--- MATERIAL SHOWN ---

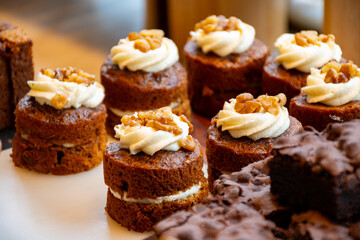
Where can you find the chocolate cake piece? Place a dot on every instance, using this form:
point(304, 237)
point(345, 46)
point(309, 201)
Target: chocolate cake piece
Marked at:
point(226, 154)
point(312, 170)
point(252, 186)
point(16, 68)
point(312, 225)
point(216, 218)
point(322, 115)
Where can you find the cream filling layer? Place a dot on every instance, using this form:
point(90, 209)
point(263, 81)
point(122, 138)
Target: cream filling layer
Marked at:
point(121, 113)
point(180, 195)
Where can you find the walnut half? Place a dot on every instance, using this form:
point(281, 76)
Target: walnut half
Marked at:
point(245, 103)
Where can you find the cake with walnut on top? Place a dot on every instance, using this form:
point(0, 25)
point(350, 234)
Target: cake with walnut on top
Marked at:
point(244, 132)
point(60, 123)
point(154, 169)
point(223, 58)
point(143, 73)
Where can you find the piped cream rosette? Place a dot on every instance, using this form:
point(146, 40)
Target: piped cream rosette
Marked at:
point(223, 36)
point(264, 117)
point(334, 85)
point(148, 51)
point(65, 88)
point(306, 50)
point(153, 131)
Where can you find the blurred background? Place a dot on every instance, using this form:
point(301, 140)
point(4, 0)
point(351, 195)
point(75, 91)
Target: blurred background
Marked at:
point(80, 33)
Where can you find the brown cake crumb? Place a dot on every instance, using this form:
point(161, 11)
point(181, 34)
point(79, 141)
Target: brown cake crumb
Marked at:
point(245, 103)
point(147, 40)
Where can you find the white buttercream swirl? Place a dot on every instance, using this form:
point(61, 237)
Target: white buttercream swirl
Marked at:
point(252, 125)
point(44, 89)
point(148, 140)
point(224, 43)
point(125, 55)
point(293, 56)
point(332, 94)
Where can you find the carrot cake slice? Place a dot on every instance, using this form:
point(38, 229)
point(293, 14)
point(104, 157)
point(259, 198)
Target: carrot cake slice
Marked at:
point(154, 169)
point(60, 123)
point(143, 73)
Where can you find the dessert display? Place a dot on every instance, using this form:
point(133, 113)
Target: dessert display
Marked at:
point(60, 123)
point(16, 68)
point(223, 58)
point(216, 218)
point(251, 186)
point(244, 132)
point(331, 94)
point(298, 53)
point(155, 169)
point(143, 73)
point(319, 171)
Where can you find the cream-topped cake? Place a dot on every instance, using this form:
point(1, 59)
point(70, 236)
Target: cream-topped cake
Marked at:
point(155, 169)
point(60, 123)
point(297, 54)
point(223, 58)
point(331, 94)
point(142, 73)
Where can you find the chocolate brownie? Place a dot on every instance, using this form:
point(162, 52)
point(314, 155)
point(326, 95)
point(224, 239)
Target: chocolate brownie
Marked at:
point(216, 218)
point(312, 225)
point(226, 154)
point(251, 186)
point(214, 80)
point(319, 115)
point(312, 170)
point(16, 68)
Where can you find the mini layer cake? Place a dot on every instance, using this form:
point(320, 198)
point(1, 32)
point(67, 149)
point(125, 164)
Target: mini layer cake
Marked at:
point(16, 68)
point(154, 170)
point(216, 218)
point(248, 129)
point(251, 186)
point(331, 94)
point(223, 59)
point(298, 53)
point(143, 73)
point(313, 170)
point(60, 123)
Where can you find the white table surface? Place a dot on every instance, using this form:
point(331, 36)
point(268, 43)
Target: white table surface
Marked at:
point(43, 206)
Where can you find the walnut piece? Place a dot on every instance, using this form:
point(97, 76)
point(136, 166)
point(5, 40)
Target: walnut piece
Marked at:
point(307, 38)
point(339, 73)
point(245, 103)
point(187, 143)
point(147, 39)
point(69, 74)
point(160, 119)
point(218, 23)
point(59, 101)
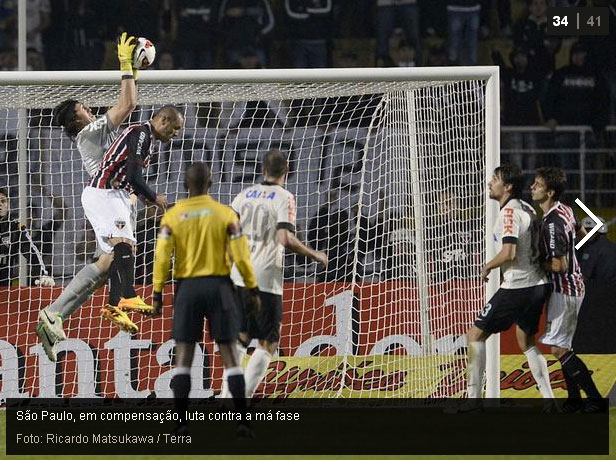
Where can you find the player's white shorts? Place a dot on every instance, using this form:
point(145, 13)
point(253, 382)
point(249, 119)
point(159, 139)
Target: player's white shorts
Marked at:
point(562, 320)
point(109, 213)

---
--- MATERIAL SHOWN ---

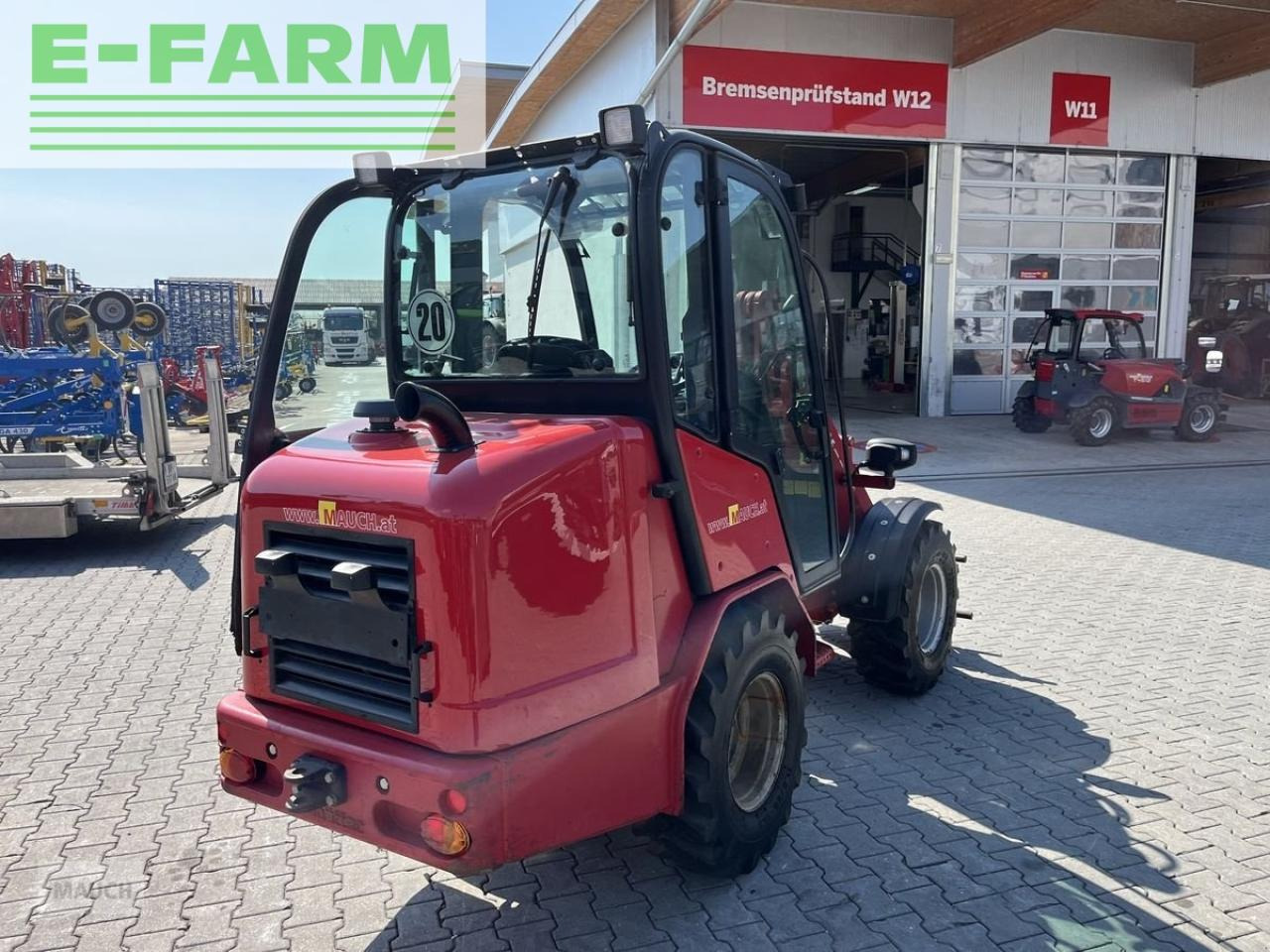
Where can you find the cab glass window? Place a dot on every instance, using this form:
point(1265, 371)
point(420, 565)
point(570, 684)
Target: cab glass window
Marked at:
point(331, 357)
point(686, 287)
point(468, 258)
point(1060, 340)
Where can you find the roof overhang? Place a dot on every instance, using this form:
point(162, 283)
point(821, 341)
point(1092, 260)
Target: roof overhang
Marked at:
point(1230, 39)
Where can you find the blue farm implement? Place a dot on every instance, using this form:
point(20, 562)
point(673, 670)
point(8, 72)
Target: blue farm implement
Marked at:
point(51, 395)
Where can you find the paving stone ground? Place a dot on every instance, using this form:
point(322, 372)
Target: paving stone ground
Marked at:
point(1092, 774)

---

REQUIREMENT: Could you write out, exactly as they stand, only the lines above that begin at the line with "Where can you find the chocolate cake" and stop after the line with "Target: piped cream rosette"?

RESPONSE TO THE TASK:
Where can you find the chocolate cake piece? Place a dot on every instance, using this form:
point(304, 237)
point(345, 46)
point(309, 201)
Target: chocolate cake piece
Marked at:
point(226, 154)
point(312, 170)
point(252, 186)
point(16, 68)
point(312, 225)
point(216, 218)
point(322, 115)
Where can you find the cream filling layer? Place a dot on every instance, using this form:
point(90, 209)
point(263, 81)
point(122, 138)
Target: cream filling layer
Marked at:
point(121, 113)
point(180, 195)
Where can you find the walnut half? Place a dot on every instance, using this form:
point(281, 76)
Target: walnut half
Marked at:
point(245, 103)
Where can you find the cake with walnut on top? Place a dot on every instance, using this form:
point(0, 25)
point(350, 234)
Target: cake with walnut on top
Marked at:
point(244, 132)
point(60, 123)
point(154, 169)
point(223, 58)
point(143, 73)
Where can you find the piped cream rosette? Place a dot on every instance, using this form:
point(146, 40)
Target: piped cream rosette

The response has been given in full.